TO DO: Transcribe the lines below exactly, starting with the line that contains "Final review stage: ensure every dark" and continuing through the last line.

MATERIAL TO PROCESS:
* * *
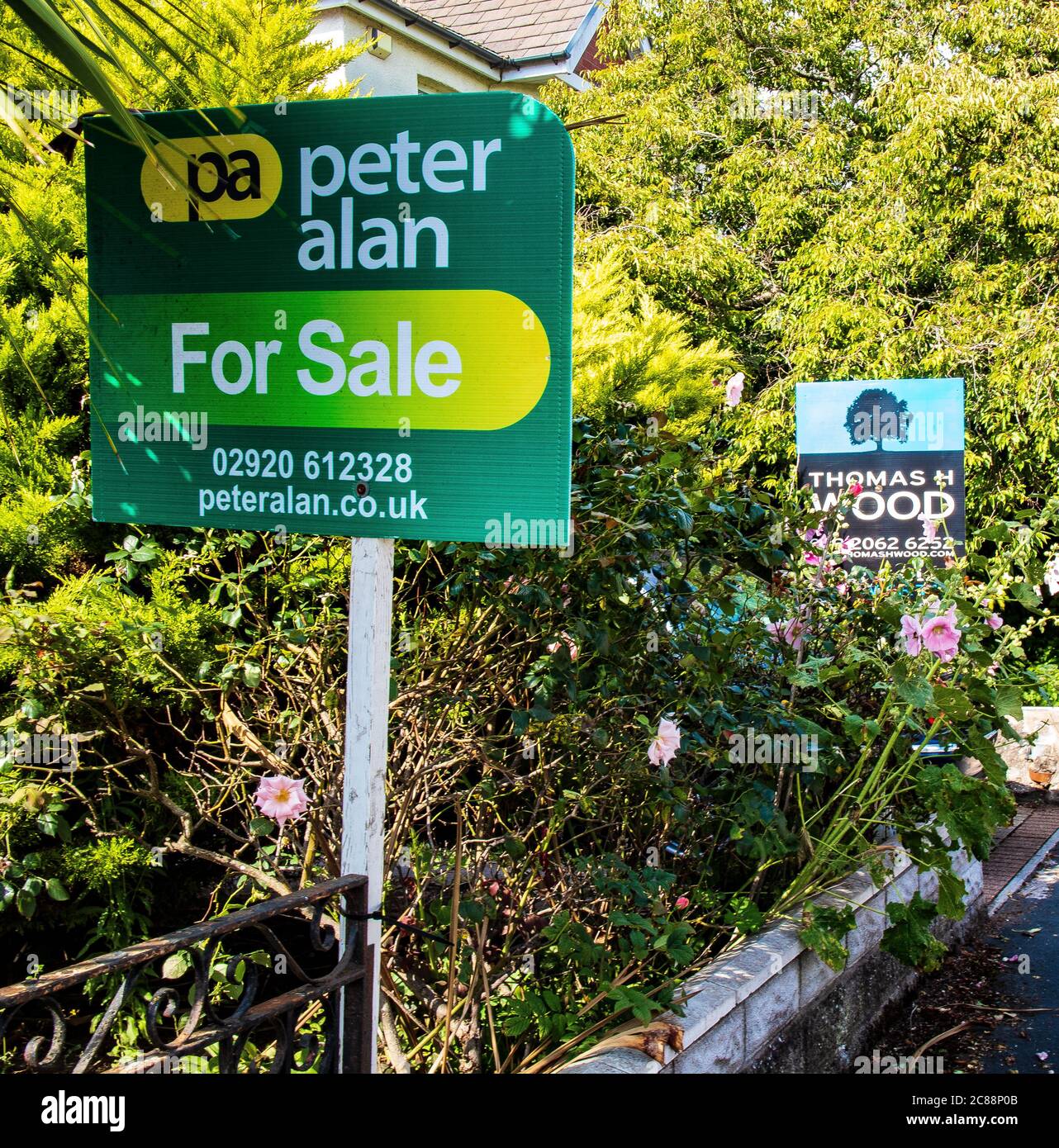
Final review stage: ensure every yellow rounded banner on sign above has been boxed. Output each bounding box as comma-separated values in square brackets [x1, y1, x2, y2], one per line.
[140, 133, 283, 223]
[93, 291, 551, 430]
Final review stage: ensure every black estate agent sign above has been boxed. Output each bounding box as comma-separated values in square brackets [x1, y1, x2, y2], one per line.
[796, 379, 965, 567]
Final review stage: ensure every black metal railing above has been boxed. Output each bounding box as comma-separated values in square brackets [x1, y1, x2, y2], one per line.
[0, 876, 373, 1074]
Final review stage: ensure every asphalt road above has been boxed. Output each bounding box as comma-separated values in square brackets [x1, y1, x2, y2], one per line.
[980, 847, 1059, 1074]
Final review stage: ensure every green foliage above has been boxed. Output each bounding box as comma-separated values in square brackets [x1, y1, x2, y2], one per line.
[798, 903, 857, 972]
[880, 892, 947, 972]
[62, 837, 150, 893]
[558, 0, 1059, 522]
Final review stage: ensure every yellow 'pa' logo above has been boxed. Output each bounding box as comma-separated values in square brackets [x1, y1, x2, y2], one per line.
[140, 135, 283, 223]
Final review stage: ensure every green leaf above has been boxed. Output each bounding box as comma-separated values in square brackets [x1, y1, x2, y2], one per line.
[997, 684, 1023, 721]
[798, 903, 857, 972]
[15, 889, 36, 921]
[880, 892, 947, 972]
[1009, 582, 1041, 610]
[162, 948, 192, 980]
[933, 685, 974, 721]
[897, 677, 936, 709]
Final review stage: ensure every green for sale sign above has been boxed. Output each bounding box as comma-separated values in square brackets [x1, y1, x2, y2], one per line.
[86, 93, 573, 547]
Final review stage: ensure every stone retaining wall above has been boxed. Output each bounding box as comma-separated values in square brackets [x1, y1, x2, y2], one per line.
[561, 851, 983, 1074]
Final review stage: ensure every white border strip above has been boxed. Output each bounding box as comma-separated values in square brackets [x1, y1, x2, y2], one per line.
[989, 829, 1059, 916]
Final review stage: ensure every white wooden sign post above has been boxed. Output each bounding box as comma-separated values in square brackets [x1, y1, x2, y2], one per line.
[341, 538, 394, 1072]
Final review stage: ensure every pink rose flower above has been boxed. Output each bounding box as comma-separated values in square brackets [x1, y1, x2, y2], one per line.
[900, 614, 924, 657]
[724, 371, 747, 406]
[923, 606, 962, 662]
[765, 618, 809, 650]
[548, 630, 579, 662]
[647, 718, 680, 766]
[254, 776, 309, 830]
[765, 618, 809, 650]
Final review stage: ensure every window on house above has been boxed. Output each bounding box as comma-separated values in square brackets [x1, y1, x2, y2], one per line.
[417, 76, 456, 95]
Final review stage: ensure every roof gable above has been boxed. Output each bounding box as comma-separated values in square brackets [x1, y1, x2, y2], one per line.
[404, 0, 597, 61]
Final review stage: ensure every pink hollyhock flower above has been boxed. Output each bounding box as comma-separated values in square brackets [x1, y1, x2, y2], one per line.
[548, 630, 580, 662]
[900, 614, 924, 657]
[724, 371, 747, 406]
[765, 618, 809, 650]
[647, 718, 680, 766]
[254, 776, 309, 830]
[923, 606, 962, 662]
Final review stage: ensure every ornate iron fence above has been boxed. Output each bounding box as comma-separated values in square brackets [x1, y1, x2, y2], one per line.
[0, 876, 373, 1074]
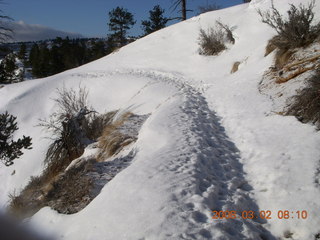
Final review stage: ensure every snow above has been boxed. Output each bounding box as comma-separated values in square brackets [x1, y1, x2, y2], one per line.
[0, 0, 320, 240]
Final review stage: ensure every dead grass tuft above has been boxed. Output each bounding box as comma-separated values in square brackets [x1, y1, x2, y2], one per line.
[230, 62, 241, 73]
[98, 112, 136, 161]
[287, 70, 320, 129]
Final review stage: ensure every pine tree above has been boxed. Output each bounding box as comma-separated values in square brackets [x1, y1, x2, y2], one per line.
[141, 5, 169, 35]
[29, 43, 40, 77]
[108, 7, 136, 46]
[0, 112, 31, 166]
[18, 43, 27, 62]
[0, 53, 23, 84]
[172, 0, 190, 21]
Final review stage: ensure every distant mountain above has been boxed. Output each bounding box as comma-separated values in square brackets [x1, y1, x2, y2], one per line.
[7, 21, 83, 42]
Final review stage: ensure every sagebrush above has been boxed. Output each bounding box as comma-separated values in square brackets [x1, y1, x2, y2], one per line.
[199, 21, 234, 56]
[258, 0, 320, 50]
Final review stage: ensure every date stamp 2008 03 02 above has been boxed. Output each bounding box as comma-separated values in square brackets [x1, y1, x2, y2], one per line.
[212, 210, 308, 220]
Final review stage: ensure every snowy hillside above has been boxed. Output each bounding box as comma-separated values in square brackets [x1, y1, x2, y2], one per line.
[0, 0, 320, 240]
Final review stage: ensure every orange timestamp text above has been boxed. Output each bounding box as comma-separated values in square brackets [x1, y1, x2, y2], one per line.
[212, 210, 308, 220]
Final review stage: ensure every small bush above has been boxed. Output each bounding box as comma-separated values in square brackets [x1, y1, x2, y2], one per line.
[199, 21, 234, 56]
[0, 112, 31, 166]
[287, 70, 320, 129]
[258, 0, 320, 50]
[39, 87, 99, 175]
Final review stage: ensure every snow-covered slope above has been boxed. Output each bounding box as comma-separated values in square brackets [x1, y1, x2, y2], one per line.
[0, 0, 320, 240]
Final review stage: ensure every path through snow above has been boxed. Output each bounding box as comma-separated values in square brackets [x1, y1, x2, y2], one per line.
[33, 71, 275, 240]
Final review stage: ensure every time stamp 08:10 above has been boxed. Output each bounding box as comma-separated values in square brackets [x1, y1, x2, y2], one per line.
[212, 210, 308, 220]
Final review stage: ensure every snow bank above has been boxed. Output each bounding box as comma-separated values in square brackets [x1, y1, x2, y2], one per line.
[0, 0, 320, 240]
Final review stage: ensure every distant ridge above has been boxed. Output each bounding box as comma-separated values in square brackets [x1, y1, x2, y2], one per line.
[3, 21, 84, 42]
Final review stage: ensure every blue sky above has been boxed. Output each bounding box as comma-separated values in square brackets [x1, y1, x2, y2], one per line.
[0, 0, 242, 37]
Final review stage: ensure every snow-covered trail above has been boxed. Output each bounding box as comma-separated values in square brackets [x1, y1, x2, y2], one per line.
[32, 70, 274, 240]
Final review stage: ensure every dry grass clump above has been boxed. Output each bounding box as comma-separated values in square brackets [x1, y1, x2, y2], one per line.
[287, 70, 320, 129]
[98, 112, 136, 161]
[230, 61, 241, 73]
[258, 0, 320, 69]
[44, 159, 95, 214]
[199, 21, 235, 56]
[258, 0, 320, 49]
[9, 161, 92, 218]
[9, 111, 137, 218]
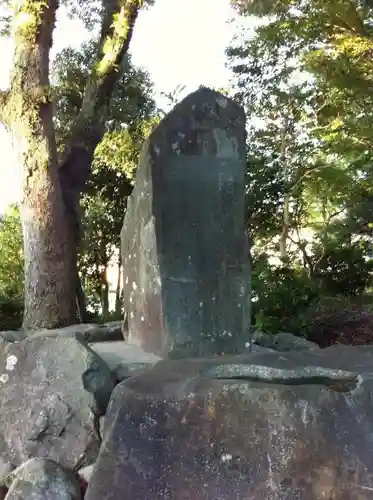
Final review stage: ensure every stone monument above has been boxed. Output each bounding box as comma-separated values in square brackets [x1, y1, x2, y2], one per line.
[121, 88, 250, 358]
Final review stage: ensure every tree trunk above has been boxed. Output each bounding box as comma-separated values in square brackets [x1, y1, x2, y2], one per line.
[115, 249, 122, 316]
[74, 272, 88, 323]
[6, 0, 76, 329]
[101, 268, 109, 316]
[0, 0, 143, 329]
[21, 166, 77, 329]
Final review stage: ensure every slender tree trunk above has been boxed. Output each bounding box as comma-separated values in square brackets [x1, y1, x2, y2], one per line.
[75, 272, 87, 323]
[7, 0, 76, 330]
[115, 249, 122, 316]
[0, 0, 143, 329]
[280, 121, 290, 264]
[101, 264, 109, 316]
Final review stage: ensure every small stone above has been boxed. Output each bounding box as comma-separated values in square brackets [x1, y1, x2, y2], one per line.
[5, 458, 82, 500]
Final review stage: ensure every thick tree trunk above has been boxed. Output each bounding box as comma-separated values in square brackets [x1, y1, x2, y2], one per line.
[0, 0, 143, 329]
[21, 164, 77, 329]
[5, 0, 76, 329]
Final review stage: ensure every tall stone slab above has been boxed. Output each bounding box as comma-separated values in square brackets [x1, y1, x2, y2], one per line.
[121, 88, 249, 358]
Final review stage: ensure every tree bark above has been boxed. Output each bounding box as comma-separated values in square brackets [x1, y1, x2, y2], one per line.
[6, 0, 76, 330]
[59, 0, 143, 320]
[0, 0, 143, 330]
[115, 249, 122, 316]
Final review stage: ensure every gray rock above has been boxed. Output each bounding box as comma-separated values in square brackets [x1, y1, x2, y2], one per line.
[121, 88, 249, 359]
[253, 331, 320, 352]
[0, 337, 115, 468]
[25, 321, 123, 342]
[90, 340, 162, 382]
[85, 346, 373, 500]
[79, 464, 95, 483]
[5, 459, 82, 500]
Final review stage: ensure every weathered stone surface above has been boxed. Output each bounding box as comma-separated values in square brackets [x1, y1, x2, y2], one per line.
[86, 346, 373, 500]
[121, 88, 249, 358]
[25, 321, 123, 342]
[90, 340, 162, 382]
[5, 459, 82, 500]
[253, 331, 320, 352]
[0, 337, 114, 468]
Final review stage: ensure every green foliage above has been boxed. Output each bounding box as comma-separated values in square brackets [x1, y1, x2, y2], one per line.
[0, 206, 24, 330]
[315, 245, 373, 296]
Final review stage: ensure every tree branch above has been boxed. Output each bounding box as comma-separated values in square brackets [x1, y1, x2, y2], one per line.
[0, 90, 9, 125]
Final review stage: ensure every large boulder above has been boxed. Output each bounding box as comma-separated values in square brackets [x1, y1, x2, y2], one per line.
[121, 88, 249, 359]
[86, 346, 373, 500]
[0, 337, 115, 468]
[90, 340, 162, 382]
[5, 459, 82, 500]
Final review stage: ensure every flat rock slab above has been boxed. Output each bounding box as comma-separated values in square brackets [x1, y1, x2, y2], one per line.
[5, 459, 82, 500]
[90, 340, 162, 382]
[86, 346, 373, 500]
[0, 337, 115, 468]
[121, 88, 249, 359]
[253, 332, 320, 352]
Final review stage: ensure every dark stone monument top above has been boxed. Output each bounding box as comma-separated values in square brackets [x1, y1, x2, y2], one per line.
[122, 88, 249, 358]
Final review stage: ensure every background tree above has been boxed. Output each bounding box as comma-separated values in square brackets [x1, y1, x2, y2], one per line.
* * *
THE RESULT:
Final review stage: ensure every dark stone monument top above has been boxed. Output each bounding box as comma-separated values in square brackets [x1, y1, x2, y2], one per line.
[122, 88, 249, 358]
Final review stage: ensure every background tree above has been boxed. Output each bounding box as comma-separated values in square brackets [x1, y1, x2, y2], one per line.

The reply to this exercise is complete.